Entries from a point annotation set
____________________

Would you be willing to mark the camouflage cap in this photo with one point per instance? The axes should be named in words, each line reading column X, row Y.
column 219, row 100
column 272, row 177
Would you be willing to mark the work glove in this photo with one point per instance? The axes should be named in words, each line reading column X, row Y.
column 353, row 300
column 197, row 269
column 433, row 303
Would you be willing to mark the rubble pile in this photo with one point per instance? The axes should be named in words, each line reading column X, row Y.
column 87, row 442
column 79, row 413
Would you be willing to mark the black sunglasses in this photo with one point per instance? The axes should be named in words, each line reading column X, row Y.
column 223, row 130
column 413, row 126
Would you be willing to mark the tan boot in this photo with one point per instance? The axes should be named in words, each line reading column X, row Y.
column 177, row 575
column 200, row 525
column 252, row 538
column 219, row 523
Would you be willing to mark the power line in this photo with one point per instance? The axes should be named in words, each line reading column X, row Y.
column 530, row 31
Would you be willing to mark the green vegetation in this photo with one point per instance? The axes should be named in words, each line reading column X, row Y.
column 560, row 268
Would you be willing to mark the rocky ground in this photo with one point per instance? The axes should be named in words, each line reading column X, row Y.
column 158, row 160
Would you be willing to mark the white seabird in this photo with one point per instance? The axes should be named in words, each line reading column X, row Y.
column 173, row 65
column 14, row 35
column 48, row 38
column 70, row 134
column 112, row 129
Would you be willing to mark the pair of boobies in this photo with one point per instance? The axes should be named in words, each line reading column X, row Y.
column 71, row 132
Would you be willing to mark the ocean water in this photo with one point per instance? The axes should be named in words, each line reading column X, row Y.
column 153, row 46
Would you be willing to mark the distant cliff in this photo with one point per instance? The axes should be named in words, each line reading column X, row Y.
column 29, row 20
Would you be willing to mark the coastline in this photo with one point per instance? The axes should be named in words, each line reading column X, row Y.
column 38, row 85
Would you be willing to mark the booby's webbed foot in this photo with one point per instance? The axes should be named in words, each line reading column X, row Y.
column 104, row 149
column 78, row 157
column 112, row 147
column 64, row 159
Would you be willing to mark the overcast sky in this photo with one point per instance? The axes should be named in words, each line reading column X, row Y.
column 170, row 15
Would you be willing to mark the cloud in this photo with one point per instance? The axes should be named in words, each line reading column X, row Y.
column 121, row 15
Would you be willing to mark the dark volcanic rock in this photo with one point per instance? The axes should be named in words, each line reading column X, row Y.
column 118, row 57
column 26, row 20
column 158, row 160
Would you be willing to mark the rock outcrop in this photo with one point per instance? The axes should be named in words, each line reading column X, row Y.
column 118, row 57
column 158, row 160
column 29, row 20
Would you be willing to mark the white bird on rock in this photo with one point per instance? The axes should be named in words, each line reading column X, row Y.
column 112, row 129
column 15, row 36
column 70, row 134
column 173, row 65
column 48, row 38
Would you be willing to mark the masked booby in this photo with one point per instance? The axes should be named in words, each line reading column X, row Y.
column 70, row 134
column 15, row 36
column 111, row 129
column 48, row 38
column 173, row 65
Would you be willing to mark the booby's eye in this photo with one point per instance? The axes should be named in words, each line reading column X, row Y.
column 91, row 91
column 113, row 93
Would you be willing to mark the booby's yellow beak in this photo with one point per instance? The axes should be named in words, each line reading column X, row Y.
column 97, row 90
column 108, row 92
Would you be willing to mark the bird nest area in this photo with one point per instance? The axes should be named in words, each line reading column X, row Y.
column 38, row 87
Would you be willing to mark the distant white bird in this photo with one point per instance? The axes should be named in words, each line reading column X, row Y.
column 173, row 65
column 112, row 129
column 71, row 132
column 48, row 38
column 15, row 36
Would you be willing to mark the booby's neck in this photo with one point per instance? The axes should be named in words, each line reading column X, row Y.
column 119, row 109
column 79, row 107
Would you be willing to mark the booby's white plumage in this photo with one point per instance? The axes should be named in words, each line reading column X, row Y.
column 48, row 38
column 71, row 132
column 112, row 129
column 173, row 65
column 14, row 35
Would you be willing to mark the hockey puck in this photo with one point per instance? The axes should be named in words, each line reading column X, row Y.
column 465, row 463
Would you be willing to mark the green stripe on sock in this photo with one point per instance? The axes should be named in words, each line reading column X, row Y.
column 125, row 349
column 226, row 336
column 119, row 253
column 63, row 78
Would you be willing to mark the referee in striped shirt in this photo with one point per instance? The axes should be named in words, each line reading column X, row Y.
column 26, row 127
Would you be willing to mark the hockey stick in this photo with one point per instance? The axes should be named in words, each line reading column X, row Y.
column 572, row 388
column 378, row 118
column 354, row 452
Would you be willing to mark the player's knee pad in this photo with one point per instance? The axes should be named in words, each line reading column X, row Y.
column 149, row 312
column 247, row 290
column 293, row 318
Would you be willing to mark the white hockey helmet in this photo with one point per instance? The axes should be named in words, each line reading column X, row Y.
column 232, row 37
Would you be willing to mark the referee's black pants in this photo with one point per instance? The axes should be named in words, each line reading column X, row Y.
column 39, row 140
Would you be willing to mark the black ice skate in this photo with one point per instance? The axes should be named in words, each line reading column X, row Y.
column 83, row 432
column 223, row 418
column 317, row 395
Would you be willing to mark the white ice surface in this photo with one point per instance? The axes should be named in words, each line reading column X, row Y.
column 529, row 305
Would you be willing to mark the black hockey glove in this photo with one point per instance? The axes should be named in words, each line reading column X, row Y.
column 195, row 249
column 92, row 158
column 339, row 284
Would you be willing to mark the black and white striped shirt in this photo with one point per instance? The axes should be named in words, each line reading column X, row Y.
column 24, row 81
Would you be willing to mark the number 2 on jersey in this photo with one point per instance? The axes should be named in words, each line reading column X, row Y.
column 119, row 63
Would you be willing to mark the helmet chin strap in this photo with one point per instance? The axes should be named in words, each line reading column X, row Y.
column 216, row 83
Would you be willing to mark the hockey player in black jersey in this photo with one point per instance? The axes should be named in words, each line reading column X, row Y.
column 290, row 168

____________________

### Task to carry out:
Rewrite the listing with every "Would you be willing to mark" changed to "Please mark", keeping all other text the same.

### Exercise result:
Please mark the camouflage cap in this photo with one point per instance? The axes should be named in words, each line reading column X, row Y.
column 219, row 100
column 272, row 177
Please mark the work glove in this photo with one point per instance? The axes should be named in words, each line reading column X, row Y.
column 353, row 300
column 197, row 269
column 433, row 303
Please mark the rubble pile in this photo with one point per instance? The axes should be named in words, each line reading column X, row Y.
column 87, row 442
column 79, row 413
Please mark the black sunglasses in this photo with one point per instance? The axes should be named in words, each line reading column X, row Y.
column 223, row 130
column 413, row 126
Please mark the tan boot in this photo with one point per instance? The axes should be named in words, each line reading column X, row Y.
column 177, row 575
column 200, row 525
column 252, row 538
column 219, row 523
Please mark the power line in this photo with one point per instance? The axes should be named in words, each line reading column X, row Y.
column 530, row 31
Please mark the green vegetation in this photo with one point per instance? The axes should be named in words, each line reading column X, row Y.
column 560, row 268
Please mark the rocky ground in this photo with one point per instance? The axes should be named in words, each line reading column X, row Y.
column 158, row 160
Please mark the white seabird in this photo with one point per instance? The axes should be named in words, each line reading column X, row Y.
column 173, row 65
column 14, row 35
column 48, row 38
column 70, row 134
column 112, row 129
Please mark the pair of boobies in this photo with one point per instance? The axes should be named in words, each line reading column X, row Y.
column 71, row 132
Please mark the ocean water in this photo with one point per instance? The axes should be named in words, each line reading column X, row Y.
column 153, row 46
Please mark the distant cliff in this photo with one point per instance? The axes should be named in words, each line reading column X, row Y.
column 29, row 20
Please mark the coastline in this photo with one point per instance? The axes should be named in words, each line reading column X, row Y.
column 38, row 85
Please mark the booby's webbed foot in this photo with one point per instance? The axes should be named in words, each line reading column X, row Y.
column 104, row 149
column 78, row 157
column 112, row 147
column 64, row 159
Please mark the overcast sky in this photo with one point per instance? The axes should be named in words, each line reading column X, row Y.
column 170, row 15
Please mark the cloud in this photo with one point per instance? The axes should be named in words, each line reading column X, row Y.
column 121, row 15
Please mark the dark volcanic rock in this photo with one point per instance? The axes should be named in words, each line reading column X, row Y.
column 118, row 57
column 26, row 20
column 158, row 160
Please mark the rock outcrop in this photo with one point per instance? The axes should be named in words, each line reading column X, row Y.
column 118, row 57
column 158, row 160
column 29, row 20
Please mark the white bird on rock in this photo with one point per instance? The axes should be named in words, each line reading column X, row Y.
column 112, row 129
column 15, row 36
column 70, row 134
column 173, row 65
column 48, row 38
Please mark the masked booby in this photo with one point per instance? The axes should be named in words, each line reading column X, row Y.
column 70, row 134
column 15, row 36
column 111, row 129
column 48, row 38
column 173, row 65
Please mark the booby's eye in this photo with one point per instance? The axes should be named in words, each line reading column X, row Y.
column 91, row 91
column 113, row 93
Please mark the booby's yellow beak in this photo with one point per instance? The axes should be named in words, each line reading column X, row Y.
column 97, row 90
column 108, row 92
Please mark the bird nest area in this photo with one point per instance? The axes should be named in words, each line reading column X, row Y.
column 38, row 87
Please mark the distant white bird in this photo with one point per instance? The axes should be named in words, each line reading column X, row Y.
column 173, row 65
column 112, row 129
column 71, row 132
column 48, row 38
column 15, row 36
Please mark the booby's neck in this photo with one point per instance? The axes should be named in words, each line reading column X, row Y.
column 119, row 109
column 79, row 107
Please mark the booby's white plumage in this photo with one point per instance? The axes should be named in words, each line reading column X, row Y.
column 48, row 38
column 71, row 132
column 112, row 129
column 173, row 65
column 14, row 35
Please mark the hockey puck in this photo with one point per instance? The axes should be named in words, each line reading column X, row Y.
column 465, row 463
Please mark the green stripe on sock in this photo with one point per instance? The axes should be named in words, each line reading column X, row Y.
column 125, row 349
column 226, row 336
column 119, row 253
column 63, row 78
Please mark the referee in striped shirt in this photo with one point per instance? The axes should be named in words, each line reading column X, row Y.
column 26, row 127
Please mark the hockey stick in this photo with one point per instance? The axes should be named in words, each line reading column X, row Y.
column 572, row 388
column 378, row 118
column 354, row 452
Please mark the player's knee pad in this photo with one point per instance? The axes should be named in words, each line reading column X, row Y.
column 149, row 312
column 247, row 290
column 293, row 318
Please mark the white hockey helmet in this photo with one point per instance? The axes should be named in words, each line reading column X, row Y.
column 232, row 37
Please mark the referee's black pants in this photo with one point per instance? The axes should be named in words, each line reading column X, row Y.
column 39, row 140
Please mark the black ice skate in this photo with one point per instance? The axes should be named in words, each line reading column X, row Y.
column 83, row 432
column 223, row 418
column 317, row 395
Please mark the white ice surface in this photo with one point per instance? The axes should be named in words, each line reading column X, row Y.
column 529, row 305
Please mark the black hockey glove in this photo with one point per instance? The axes should be named in words, each line reading column X, row Y.
column 195, row 249
column 92, row 158
column 339, row 284
Please mark the black and white striped shirt in this photo with one point per instance? The axes should be named in words, each line reading column X, row Y.
column 24, row 81
Please mark the number 2 on jersey in this photo with one point per instance? The axes should be named in words, each line reading column X, row Y.
column 119, row 63
Please mark the helmet chin strap in this photo with one point per instance? The axes should be named in words, each line reading column X, row Y.
column 216, row 83
Please mark the hockey player in black jersey in this photo with one point per instance? The axes should be named in words, each line reading column X, row Y.
column 290, row 168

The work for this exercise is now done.